OBJECTIVE
Using the entries below, transcribe exactly the line containing "find the stone archway" and each line that follows it to the end.
---- DATA EXCERPTS
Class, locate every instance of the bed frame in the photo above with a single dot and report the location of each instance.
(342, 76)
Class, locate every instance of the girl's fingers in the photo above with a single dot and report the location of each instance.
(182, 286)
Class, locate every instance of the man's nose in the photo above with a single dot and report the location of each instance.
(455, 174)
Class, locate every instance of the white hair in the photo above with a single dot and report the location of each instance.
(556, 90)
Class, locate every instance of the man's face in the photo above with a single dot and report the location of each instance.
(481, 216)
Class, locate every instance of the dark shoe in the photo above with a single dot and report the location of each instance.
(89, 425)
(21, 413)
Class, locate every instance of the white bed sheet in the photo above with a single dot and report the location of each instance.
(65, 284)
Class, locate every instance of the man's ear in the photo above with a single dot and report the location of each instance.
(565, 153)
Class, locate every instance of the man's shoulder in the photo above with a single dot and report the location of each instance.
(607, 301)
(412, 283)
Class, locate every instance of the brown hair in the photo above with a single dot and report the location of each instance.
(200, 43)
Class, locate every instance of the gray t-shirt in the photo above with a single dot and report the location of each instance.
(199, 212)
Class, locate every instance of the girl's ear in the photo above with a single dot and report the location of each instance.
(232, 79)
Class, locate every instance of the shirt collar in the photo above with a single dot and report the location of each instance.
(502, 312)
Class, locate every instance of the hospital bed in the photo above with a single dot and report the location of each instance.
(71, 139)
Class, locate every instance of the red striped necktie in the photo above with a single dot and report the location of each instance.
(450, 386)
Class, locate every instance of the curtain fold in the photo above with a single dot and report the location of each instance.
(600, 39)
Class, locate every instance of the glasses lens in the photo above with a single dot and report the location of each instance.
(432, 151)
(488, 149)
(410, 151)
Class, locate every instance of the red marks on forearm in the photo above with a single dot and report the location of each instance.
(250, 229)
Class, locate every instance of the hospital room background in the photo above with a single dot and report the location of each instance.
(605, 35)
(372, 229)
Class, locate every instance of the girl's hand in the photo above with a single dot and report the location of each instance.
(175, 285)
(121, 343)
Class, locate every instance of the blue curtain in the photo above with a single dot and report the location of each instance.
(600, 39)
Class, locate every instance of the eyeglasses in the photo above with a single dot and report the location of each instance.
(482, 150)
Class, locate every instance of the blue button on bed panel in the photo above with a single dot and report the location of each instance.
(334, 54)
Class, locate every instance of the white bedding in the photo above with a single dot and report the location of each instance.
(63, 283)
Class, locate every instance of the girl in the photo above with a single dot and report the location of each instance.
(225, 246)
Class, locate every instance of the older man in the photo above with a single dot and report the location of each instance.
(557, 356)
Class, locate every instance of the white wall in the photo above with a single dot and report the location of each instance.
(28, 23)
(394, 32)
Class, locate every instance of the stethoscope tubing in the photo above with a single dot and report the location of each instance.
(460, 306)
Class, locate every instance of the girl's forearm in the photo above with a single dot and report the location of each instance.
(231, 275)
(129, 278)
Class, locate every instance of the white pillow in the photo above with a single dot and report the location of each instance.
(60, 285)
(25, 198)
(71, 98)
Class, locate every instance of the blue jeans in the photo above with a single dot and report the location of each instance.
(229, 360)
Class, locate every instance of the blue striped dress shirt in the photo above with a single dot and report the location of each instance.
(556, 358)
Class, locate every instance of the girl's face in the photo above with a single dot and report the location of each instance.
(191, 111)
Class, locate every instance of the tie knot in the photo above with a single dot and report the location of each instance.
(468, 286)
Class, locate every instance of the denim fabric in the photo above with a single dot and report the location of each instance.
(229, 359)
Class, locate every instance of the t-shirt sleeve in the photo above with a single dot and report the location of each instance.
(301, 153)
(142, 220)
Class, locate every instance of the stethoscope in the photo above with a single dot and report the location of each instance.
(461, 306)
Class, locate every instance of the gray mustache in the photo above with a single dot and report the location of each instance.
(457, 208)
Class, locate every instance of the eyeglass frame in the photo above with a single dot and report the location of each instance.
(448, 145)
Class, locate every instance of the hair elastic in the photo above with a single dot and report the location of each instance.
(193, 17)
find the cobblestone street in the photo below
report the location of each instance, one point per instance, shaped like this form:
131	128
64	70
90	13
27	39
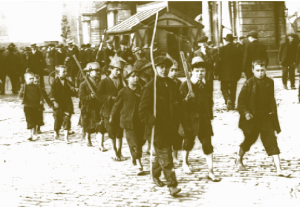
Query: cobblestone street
52	173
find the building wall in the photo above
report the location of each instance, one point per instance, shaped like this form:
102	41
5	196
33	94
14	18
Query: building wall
267	18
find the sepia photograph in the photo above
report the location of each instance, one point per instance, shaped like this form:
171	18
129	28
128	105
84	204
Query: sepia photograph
149	103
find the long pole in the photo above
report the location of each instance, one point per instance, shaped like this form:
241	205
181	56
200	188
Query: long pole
154	90
85	78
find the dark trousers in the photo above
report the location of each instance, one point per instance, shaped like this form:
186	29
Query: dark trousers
61	119
164	162
228	89
263	126
135	142
288	72
15	82
32	115
204	136
113	129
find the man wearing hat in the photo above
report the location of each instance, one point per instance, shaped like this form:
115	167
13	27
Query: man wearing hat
254	50
210	56
70	61
89	53
126	109
90	106
287	59
60	56
137	53
125	53
51	57
37	63
197	107
168	113
12	67
229	69
240	44
146	52
82	56
106	94
108	51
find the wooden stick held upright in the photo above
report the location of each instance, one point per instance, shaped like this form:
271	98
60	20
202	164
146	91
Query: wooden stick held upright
186	71
154	90
85	78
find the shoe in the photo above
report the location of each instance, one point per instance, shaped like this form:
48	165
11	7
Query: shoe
158	182
174	191
215	179
140	171
285	174
229	105
240	166
71	132
89	144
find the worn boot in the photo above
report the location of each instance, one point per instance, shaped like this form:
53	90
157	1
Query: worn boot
239	161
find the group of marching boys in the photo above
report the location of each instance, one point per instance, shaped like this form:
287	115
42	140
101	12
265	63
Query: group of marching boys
124	102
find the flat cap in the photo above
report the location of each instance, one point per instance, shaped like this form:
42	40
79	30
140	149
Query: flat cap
128	70
253	34
202	39
92	66
142	64
162	59
109	41
123	42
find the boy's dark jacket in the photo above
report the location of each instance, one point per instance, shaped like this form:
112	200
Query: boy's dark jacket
127	105
23	92
165	122
62	94
246	103
87	102
191	112
107	90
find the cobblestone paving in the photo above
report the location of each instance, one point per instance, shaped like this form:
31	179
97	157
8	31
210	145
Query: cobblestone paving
52	173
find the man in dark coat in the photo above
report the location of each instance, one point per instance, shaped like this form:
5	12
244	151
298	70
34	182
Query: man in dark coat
168	113
12	67
254	50
2	73
82	56
125	53
90	106
70	61
287	59
60	94
240	44
108	52
106	95
228	70
37	63
258	115
210	56
197	106
89	53
60	56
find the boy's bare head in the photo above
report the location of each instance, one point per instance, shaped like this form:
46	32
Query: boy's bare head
29	78
61	71
259	68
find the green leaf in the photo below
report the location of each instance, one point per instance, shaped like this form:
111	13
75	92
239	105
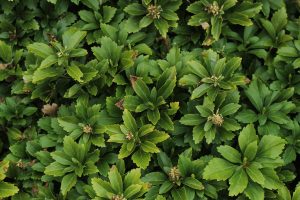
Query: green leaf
229	109
153	116
145	21
7	189
166	83
141	159
102	188
72	38
193	183
141	89
108	13
149	147
67	183
191	119
155	178
115	179
75	72
229	4
247	135
165	187
250	151
230	153
239	18
132	190
198	134
279	19
254	191
49	61
162	26
246	116
288	52
169	15
200	91
129	121
218	169
255	174
238	182
269	27
216	23
41	74
40	49
198	69
135	9
55	169
253	93
5	52
270	146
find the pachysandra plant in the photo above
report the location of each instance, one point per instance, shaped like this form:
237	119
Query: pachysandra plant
212	74
13	110
290	54
73	161
214	120
250	169
6	189
146	99
270	107
9	61
274	28
91	21
293	142
212	14
138	141
162	13
120	186
84	122
56	58
151	102
112	58
181	181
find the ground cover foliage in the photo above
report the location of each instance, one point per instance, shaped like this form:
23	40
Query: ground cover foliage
149	99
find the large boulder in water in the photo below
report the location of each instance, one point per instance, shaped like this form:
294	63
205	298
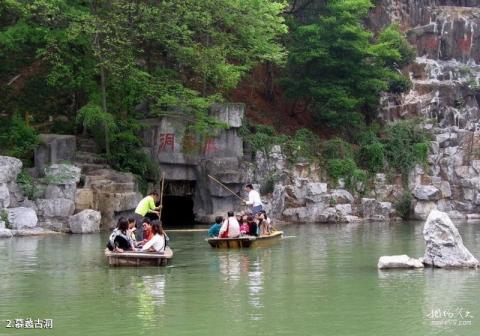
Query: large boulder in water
399	261
86	221
4	196
22	218
444	244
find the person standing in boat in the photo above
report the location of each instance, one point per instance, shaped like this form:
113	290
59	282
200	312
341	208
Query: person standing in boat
214	230
253	199
159	240
230	227
146	206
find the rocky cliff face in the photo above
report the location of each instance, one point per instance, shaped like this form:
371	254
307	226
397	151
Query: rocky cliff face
445	79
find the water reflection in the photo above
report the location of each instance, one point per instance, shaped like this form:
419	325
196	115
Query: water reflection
155	286
256	289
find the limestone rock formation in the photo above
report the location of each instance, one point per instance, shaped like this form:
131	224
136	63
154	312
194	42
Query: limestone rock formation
9	169
399	261
375	210
22	218
86	221
54	148
444	245
426	192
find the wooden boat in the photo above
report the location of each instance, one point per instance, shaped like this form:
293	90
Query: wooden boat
136	259
246	241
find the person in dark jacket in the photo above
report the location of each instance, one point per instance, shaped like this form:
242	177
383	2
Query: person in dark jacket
215	228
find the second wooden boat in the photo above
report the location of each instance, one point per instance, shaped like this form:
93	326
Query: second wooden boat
246	241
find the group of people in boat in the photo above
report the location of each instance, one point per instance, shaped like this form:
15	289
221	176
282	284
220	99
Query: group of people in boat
149	238
246	223
152	238
242	224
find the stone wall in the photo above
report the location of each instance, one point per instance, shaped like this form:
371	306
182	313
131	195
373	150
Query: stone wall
445	79
189	160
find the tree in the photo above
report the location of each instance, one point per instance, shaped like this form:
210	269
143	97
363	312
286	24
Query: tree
338	68
101	59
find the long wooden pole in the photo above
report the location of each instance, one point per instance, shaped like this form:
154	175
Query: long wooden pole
161	196
224	186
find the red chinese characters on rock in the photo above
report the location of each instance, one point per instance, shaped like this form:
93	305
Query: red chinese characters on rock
465	43
431	44
167	142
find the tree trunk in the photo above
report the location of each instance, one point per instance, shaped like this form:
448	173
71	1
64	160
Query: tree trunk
104	107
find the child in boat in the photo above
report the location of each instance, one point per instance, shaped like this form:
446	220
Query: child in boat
215	228
132	229
159	240
244	227
252	226
119	240
147	230
263	224
230	227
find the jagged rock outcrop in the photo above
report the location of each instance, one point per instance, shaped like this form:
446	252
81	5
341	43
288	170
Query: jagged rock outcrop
445	77
444	245
399	261
86	221
9	169
375	210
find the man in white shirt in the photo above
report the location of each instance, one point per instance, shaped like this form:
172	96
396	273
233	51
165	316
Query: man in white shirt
230	226
253	199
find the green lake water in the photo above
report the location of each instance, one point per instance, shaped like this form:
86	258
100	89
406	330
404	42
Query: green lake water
322	280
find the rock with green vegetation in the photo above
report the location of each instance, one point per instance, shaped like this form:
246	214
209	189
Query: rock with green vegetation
58	207
375	210
5	233
4	196
9	169
54	148
444	245
399	261
421	209
86	221
62	173
22	218
427	193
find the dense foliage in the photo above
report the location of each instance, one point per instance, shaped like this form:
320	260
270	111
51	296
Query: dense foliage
338	68
103	66
101	63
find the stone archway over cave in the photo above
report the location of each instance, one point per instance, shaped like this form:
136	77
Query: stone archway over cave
178	204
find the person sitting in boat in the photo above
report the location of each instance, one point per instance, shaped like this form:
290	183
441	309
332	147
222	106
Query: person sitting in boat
230	227
263	224
159	240
119	240
147	206
252	226
253	199
244	227
132	229
215	228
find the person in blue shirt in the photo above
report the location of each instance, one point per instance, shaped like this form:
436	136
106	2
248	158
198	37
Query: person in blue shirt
215	228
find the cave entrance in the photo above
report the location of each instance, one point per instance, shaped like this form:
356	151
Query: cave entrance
178	204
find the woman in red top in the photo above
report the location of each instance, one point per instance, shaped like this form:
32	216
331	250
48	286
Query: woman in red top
147	230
--------
RESPONSE BELOW
find the stone archway over cave in the photo above
report the location of each instance, one point per instance, shaped like this form:
136	77
Query: stone archway over cave
178	204
find the person sitting in boat in the photo above
report the location of each instance, one point per instance, shaped like this form:
290	183
441	309
332	147
222	106
Query: person sitting in boat
230	227
263	224
159	240
119	240
147	206
252	226
253	199
244	227
132	229
215	228
find the person in blue shirt in the photo above
report the location of each instance, one point per instance, shaped like this form:
436	136
106	2
248	158
198	37
Query: person in blue shirt
215	228
find the cave entrance in the photo above
report the location of each instance, one point per instance, shaped like this form:
356	151
Query: cave entrance
178	204
find the woman in red top in the photo above
report the location of each instance, one point per instance, shaped like this form:
32	216
331	250
48	286
Query: woman in red top
147	230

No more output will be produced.